### GOAL OF THE EXERCISE:
Among the entries that follow, find the lines containing the string "statue" and copy them.

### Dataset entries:
-*-

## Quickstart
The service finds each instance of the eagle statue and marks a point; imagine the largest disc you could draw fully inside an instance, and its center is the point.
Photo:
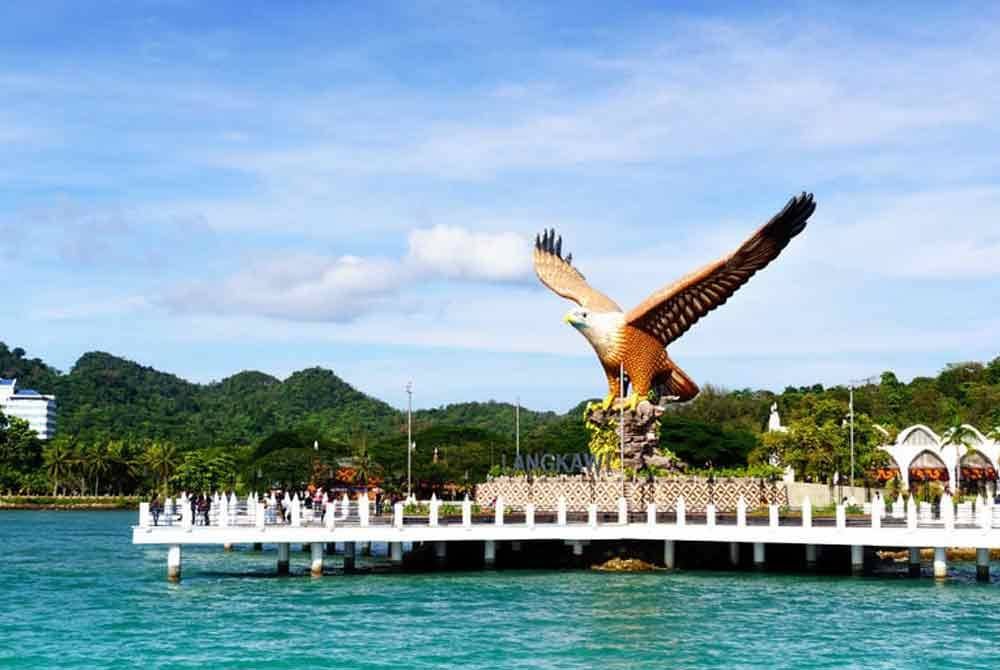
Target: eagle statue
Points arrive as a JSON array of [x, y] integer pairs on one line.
[[637, 340]]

-*-

### THE ANSWER:
The service finds each instance of the eagle statue and marks a point; imagine the largest disc you could draw fully inside an instance, and its center is the point.
Target: eagle statue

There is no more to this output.